** Text follows **

For older patients, that window tends to be short — roughly one month from the onset of symptoms to the beginning of care. For young adults, the average delay is seven months.
That six-month gap is not a minor inconvenience. In cancer, time from initial symptoms to treatment is directly linked to how advanced the disease becomes before it is caught — and how survivable it remains.
Dr. Rachel Gordon, a New York-based colorectal and general surgeon at Episcopal Health Services who was not involved in the study, described the pattern she is observing in her own practice.
“Young people are being diagnosed with rectal cancers at increasingly younger ages — and often at more advanced, aggressive stages of disease,” Gordon told Fox News Digital.
Why Young Patients Wait So Long
The delay is not purely a result of patients ignoring symptoms. A significant part of the problem, researchers say, lies with the medical system itself.
Pathiyil flagged a specific pattern that contributes to delayed diagnoses: primary care providers frequently dismiss concerning symptoms in young patients — particularly rectal bleeding and changes in bowel habits — as signs of benign conditions like hemorrhoids, rather than prompting further investigation.
For a young person with no family history of cancer and no prior screening, the reassurance from a physician that “it’s probably nothing serious” can be enough to delay follow-up for months — or until symptoms become impossible to ignore.
“We’re seeing a combination of lifestyle and environmental exposures, including diet and changes in the gut microbiome, potentially playing a role,” Gordon added, reflecting on the broader question of why younger adults are increasingly developing rectal cancer in the first place.
Warning Signs That Should Not Be Ignored
Both the study’s authors and the physicians commenting on its findings were emphatic about one practical takeaway: younger adults experiencing specific symptoms need to seek evaluation — and not accept a dismissal without further investigation.
Gordon outlined the red-flag symptoms that warrant medical attention:
Rectal bleeding — whether bright red or dark in color. Persistent changes in bowel habits, including chronic diarrhea or constipation. Narrow stools. A persistent feeling of incomplete bowel emptying. Abdominal pain. Unexplained weight loss. And unexplained fatigue.
“If something doesn’t feel right, or if you experience symptoms such as these, it’s important to see your doctor promptly,” Gordon said.

** End of Text **
** Entries supplied follows **

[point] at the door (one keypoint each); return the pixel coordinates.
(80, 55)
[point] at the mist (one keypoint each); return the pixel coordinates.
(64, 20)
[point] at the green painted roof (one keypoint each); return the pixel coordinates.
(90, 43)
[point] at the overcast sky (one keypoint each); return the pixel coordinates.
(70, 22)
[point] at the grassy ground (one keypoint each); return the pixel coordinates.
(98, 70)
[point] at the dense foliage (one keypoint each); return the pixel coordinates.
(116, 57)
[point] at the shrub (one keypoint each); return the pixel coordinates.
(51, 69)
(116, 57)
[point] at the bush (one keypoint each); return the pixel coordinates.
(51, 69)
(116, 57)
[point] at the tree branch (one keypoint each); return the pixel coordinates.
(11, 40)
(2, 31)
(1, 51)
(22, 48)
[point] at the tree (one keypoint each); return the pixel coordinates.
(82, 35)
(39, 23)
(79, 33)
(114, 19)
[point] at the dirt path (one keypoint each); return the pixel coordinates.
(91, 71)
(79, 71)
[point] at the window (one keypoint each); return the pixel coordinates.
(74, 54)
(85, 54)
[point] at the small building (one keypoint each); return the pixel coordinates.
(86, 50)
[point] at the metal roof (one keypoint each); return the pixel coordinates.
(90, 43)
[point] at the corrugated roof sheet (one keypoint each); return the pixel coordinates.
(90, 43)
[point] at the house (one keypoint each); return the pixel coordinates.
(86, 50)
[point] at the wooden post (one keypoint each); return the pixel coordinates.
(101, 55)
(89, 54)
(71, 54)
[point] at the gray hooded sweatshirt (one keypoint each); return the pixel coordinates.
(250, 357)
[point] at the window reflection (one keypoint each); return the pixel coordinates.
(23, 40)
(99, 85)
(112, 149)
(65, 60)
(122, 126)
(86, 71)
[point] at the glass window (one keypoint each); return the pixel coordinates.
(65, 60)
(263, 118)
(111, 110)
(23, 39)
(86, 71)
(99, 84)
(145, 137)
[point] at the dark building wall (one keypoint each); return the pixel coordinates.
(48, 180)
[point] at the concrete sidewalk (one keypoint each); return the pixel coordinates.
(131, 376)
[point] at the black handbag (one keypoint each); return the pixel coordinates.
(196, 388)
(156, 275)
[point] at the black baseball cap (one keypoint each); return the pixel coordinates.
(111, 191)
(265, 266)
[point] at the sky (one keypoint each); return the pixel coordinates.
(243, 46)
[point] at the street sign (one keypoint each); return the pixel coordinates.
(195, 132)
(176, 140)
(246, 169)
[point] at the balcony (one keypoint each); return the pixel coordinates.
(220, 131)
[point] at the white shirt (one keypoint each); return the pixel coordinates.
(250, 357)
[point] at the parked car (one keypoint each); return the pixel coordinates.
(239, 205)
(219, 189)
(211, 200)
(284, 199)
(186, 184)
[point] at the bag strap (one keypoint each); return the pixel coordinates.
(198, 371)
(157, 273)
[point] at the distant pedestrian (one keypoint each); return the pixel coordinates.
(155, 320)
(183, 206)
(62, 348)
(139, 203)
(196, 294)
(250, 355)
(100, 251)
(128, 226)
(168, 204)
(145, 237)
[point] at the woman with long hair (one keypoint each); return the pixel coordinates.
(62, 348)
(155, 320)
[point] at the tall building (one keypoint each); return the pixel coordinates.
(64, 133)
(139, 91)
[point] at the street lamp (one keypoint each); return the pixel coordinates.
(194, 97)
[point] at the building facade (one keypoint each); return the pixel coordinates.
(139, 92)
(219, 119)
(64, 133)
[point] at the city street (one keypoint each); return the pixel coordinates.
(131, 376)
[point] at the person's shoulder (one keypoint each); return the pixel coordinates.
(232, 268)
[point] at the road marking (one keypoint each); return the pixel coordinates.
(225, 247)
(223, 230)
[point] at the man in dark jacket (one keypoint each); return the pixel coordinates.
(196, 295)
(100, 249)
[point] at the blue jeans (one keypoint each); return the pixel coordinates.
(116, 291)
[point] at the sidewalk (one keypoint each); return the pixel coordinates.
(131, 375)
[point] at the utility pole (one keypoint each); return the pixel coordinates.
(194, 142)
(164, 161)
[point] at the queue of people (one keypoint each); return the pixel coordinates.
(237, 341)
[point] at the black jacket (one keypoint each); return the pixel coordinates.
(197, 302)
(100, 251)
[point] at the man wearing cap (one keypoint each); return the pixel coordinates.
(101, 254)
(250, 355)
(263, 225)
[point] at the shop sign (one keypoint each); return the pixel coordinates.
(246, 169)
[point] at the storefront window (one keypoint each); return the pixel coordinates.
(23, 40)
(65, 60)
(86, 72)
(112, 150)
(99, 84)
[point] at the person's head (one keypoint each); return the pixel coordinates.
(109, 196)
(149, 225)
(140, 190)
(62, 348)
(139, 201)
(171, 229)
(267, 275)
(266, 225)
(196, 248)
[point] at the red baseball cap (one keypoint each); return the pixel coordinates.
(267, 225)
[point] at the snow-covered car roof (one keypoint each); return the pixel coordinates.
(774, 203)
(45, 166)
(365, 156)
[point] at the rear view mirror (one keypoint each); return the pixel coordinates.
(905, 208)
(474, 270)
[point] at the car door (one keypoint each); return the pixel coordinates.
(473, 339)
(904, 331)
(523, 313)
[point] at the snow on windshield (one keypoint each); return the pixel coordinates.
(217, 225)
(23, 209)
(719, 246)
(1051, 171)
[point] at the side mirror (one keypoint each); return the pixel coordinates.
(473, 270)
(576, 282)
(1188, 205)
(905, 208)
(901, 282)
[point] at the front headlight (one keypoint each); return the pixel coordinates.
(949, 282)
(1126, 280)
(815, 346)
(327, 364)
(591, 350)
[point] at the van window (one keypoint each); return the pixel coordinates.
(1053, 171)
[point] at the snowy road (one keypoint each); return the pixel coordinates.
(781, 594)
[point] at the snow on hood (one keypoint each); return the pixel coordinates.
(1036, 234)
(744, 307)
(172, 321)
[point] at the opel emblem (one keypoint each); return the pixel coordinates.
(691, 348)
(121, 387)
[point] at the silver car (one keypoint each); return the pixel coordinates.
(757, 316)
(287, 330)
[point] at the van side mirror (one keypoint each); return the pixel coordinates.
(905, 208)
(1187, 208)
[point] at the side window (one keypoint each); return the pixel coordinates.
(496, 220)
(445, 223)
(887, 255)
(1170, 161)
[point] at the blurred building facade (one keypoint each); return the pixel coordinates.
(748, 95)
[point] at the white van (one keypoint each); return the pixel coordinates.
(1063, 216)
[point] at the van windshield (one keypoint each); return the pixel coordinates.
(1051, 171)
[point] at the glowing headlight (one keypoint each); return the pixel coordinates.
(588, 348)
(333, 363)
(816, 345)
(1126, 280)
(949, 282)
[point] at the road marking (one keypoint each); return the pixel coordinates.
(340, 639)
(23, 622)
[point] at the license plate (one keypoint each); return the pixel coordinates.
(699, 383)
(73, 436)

** End of Entries supplied **

:: Exercise tasks ::
**A.** Copy the part of the rectal cancer article that opens with the words containing "Pathiyil flagged a" and closes with "prompting further investigation.".
**B.** In the rectal cancer article, what is the average delay for young adults between the onset of symptoms and the beginning of care?
**C.** Write the next part of the rectal cancer article, picking up after its final sentence.

:: Answers below ::
**A.**
Pathiyil flagged a specific pattern that contributes to delayed diagnoses: primary care providers frequently dismiss concerning symptoms in young patients — particularly rectal bleeding and changes in bowel habits — as signs of benign conditions like hemorrhoids, rather than prompting further investigation.

**B.** Seven months.

**C.**
The emphasis on promptness is not incidental. Seven months of delay, in a disease that advances as aggressively as rectal cancer can in younger patients, is a window that cannot be recovered.
What Needs to Change
The study’s findings carry direct implications for current colorectal cancer screening guidelines, which are primarily designed around older adults.
Pathiyil was direct about where things need to go from here.
“Our study shows that rectal cancer is driving much of the increase in colorectal cancers. It’s likely to worsen over time if we don’t change what we are doing right now.”
What that change looks like — whether it means lower the screening age, expanding guidelines for high-risk younger populations, or training primary care physicians to approach red-flag symptoms in young adults with greater urgency — is a question the medical community will need to answer with increasing speed as the data continues to accumulate.
The data from this study does not allow for comfortable reassurance. Rectal cancer deaths among young Americans are rising faster than those for colon cancer, the gap is widening across every demographic, and the trajectory points toward continued worsening through at least 2035 without intervention. The seven-month average delay between first symptoms and treatment in young adults is not an abstract statistic — it represents the real cost of a medical system and a cultural assumption that has not yet caught up with a disease that is no longer waiting for people to turn 50. The researchers are calling for change. The question is whether the response will come fast enough to matter.